§ THE TASK: Copy only the part of the listing that opens with the line containing "Please place a point on the black backpack" and closes with the line containing "(1212, 728)", requests included, shifting every coordinate number in it up by 63.

§ MATERIAL:
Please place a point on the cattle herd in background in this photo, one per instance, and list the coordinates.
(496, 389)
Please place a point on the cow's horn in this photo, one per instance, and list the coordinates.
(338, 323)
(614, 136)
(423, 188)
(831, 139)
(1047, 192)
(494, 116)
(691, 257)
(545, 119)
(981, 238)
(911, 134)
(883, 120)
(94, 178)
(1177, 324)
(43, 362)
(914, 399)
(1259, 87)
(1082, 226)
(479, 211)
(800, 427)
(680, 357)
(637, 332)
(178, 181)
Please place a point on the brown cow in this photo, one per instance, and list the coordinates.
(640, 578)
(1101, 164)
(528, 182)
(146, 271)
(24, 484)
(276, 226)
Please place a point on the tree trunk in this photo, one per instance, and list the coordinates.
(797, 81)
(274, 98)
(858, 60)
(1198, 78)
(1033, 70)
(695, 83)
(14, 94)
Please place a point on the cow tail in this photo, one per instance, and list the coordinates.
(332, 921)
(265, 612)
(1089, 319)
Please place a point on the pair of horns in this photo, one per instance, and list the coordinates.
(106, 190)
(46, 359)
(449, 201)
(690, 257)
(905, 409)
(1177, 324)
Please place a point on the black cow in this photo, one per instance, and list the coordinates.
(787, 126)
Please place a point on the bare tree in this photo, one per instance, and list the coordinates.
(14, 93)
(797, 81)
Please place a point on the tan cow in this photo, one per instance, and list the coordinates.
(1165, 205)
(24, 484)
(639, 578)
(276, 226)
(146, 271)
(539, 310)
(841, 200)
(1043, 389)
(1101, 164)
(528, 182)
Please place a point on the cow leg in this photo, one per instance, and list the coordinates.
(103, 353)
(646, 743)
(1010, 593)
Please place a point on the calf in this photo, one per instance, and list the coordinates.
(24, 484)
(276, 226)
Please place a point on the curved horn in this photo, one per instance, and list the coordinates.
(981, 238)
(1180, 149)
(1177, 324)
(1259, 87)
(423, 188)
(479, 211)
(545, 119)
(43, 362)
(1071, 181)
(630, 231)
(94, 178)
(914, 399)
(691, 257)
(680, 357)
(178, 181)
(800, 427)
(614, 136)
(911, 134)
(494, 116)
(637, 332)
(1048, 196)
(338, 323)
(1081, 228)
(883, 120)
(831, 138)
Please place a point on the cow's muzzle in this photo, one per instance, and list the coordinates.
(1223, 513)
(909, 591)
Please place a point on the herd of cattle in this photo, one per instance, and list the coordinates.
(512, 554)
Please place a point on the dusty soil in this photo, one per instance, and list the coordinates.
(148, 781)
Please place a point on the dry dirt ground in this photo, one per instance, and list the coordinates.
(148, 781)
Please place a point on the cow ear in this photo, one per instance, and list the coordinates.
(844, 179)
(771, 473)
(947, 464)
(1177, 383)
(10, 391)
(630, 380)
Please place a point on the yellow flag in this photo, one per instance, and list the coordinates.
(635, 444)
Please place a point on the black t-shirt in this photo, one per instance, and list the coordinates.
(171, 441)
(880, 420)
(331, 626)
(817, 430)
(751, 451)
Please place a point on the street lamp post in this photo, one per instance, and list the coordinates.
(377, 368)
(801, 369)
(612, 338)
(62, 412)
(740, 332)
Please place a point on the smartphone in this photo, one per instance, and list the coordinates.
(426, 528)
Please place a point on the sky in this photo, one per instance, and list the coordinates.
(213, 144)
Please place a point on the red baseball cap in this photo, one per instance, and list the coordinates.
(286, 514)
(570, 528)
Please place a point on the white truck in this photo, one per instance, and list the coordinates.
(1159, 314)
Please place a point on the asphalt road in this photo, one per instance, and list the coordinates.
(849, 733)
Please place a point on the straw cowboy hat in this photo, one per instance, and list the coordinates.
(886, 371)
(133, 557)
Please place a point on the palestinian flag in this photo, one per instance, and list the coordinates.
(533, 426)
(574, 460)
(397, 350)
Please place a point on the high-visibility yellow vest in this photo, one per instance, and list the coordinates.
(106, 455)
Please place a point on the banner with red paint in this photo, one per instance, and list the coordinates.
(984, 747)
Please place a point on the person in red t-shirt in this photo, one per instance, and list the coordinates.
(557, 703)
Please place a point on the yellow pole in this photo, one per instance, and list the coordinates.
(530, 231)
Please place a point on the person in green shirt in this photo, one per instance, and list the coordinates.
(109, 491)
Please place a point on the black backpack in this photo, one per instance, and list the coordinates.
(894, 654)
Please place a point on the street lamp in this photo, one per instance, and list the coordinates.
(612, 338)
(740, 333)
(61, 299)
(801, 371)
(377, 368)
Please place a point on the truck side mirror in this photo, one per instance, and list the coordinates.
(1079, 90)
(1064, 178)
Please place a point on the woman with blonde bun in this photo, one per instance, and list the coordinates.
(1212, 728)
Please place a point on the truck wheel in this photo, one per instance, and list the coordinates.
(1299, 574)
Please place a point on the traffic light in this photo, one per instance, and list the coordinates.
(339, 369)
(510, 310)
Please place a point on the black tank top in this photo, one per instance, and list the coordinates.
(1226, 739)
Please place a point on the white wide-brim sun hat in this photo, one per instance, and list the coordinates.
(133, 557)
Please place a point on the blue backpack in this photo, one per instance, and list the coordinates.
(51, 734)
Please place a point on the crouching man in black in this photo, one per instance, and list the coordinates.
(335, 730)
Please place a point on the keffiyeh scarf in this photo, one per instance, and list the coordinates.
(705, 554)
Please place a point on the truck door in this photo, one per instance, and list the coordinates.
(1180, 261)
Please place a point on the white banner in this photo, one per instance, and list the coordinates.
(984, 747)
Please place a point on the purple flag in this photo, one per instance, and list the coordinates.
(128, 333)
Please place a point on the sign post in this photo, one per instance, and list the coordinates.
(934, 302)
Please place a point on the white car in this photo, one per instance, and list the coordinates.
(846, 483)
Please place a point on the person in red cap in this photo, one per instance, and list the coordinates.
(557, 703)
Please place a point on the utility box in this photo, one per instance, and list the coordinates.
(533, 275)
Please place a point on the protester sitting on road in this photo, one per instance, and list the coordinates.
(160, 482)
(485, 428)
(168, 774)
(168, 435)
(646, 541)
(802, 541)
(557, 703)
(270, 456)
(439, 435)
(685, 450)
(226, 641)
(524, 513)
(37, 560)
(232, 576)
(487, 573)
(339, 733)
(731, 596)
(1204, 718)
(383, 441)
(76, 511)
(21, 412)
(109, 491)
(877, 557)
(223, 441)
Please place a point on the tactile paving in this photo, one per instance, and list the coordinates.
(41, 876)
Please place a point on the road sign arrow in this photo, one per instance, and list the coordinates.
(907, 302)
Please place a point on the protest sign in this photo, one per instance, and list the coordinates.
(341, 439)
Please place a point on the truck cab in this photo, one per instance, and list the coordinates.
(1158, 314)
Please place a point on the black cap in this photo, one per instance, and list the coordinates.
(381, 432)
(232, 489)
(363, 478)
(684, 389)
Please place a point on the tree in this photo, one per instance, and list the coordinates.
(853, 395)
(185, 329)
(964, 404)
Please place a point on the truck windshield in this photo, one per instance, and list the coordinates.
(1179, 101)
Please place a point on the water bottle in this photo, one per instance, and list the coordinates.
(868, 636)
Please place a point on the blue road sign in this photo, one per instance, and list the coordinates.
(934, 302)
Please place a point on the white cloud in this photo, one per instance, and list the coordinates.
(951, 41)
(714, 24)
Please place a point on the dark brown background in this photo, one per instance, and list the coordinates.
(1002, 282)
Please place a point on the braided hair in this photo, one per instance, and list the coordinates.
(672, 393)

§ FINISHED TASK:
Please place a point on the black backpack in this photo, one per instance, and list the coordinates.
(957, 717)
Please place a point on the street lamp in this photo, one per instance, and list the coordinates.
(675, 401)
(803, 396)
(124, 362)
(864, 434)
(440, 431)
Please place a point on the truck side mirror in this photo, one per instance, and list the coordinates.
(1142, 153)
(1127, 241)
Please place a point on the woman with blonde bun in this photo, one per instance, and list the coordinates.
(1275, 791)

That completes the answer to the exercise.